* Task brief
Set out the records below as a Markdown table with the columns Row and Line. Put each line in its own numbered row and leave out blank lines.

********

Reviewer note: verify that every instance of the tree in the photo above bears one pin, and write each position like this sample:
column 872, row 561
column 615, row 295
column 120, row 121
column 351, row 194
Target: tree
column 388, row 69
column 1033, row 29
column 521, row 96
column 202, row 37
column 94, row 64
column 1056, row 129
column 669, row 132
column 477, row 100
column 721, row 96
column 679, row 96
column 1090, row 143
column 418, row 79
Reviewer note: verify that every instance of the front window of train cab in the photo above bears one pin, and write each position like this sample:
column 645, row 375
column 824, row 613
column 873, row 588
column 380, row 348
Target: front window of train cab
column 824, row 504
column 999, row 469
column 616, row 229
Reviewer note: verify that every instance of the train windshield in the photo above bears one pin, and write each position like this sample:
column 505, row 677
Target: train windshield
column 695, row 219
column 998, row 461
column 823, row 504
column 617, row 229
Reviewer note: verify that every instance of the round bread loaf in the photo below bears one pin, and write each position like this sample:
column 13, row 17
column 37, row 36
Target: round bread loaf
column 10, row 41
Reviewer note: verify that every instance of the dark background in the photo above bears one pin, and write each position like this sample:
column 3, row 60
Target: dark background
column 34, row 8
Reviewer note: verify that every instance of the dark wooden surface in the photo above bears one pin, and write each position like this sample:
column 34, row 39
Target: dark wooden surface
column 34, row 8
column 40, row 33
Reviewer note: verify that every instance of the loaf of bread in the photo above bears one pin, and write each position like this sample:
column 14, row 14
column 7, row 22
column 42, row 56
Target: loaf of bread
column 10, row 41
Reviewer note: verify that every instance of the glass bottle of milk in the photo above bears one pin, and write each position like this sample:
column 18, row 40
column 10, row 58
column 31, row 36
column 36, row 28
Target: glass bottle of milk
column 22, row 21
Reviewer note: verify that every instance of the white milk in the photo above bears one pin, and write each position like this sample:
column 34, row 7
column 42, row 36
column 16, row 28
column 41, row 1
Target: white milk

********

* Exercise response
| Row | Line |
|---|---|
| 1 | Reviewer note: verify that every instance of the tree in the photo above bears one pin, and write each position like this sample: |
| 2 | column 872, row 561 |
| 3 | column 615, row 295 |
| 4 | column 120, row 121 |
| 5 | column 351, row 194 |
| 6 | Target: tree |
| 7 | column 388, row 69 |
| 8 | column 1033, row 29 |
| 9 | column 521, row 96 |
| 10 | column 202, row 37 |
| 11 | column 94, row 64 |
| 12 | column 1056, row 129 |
| 13 | column 669, row 132 |
| 14 | column 477, row 100 |
| 15 | column 721, row 96 |
| 16 | column 679, row 96 |
| 17 | column 1090, row 143 |
| 18 | column 418, row 79 |
| 19 | Reviewer note: verify that every instance of the front window of train cab in the photo above bears one pin, and write each position like this sample: |
| 20 | column 645, row 375 |
| 21 | column 824, row 613 |
| 22 | column 873, row 588 |
| 23 | column 380, row 348 |
| 24 | Target: front window of train cab |
| 25 | column 824, row 504 |
| 26 | column 999, row 469 |
| 27 | column 616, row 229 |
| 28 | Reviewer note: verify that every instance of the train windshield in the photo above bears one pin, and write each position like this sample: |
| 29 | column 505, row 677 |
| 30 | Target: train windshield |
| 31 | column 695, row 219 |
| 32 | column 998, row 461 |
| 33 | column 823, row 504 |
| 34 | column 617, row 229 |
| 35 | Reviewer note: verify that every instance of the round bread loaf in the photo below bears one pin, and write each position like this sample: |
| 36 | column 13, row 17 |
| 37 | column 37, row 36 |
| 38 | Target: round bread loaf |
| 39 | column 10, row 41 |
| 40 | Reviewer note: verify that every instance of the dark background in the photo above bears one pin, and write each position like this sample: |
| 41 | column 3, row 60 |
| 42 | Target: dark background |
| 43 | column 34, row 8 |
| 44 | Reviewer note: verify that every instance of the dark wooden surface in the photo above bears one pin, and write each position like this sample: |
| 45 | column 34, row 39 |
| 46 | Target: dark wooden surface |
| 47 | column 34, row 8 |
| 48 | column 40, row 33 |
| 49 | Reviewer note: verify that every instance of the loaf of bread in the photo above bears one pin, and write each position like this sample: |
| 50 | column 14, row 14 |
| 51 | column 7, row 22 |
| 52 | column 42, row 56 |
| 53 | Target: loaf of bread |
| 54 | column 10, row 41 |
| 55 | Reviewer note: verify that every instance of the glass bottle of milk in the photo above bears one pin, and write each position like this sample: |
| 56 | column 18, row 40 |
| 57 | column 10, row 58 |
| 58 | column 31, row 36 |
| 59 | column 36, row 28 |
| 60 | Target: glass bottle of milk |
| 61 | column 22, row 21 |
| 62 | Reviewer note: verify that every instance of the white milk in the photo above bears one pin, and write each position like this sample: |
| 63 | column 34, row 7 |
| 64 | column 42, row 36 |
| 65 | column 16, row 28 |
| 66 | column 41, row 1 |
| 67 | Target: white milk |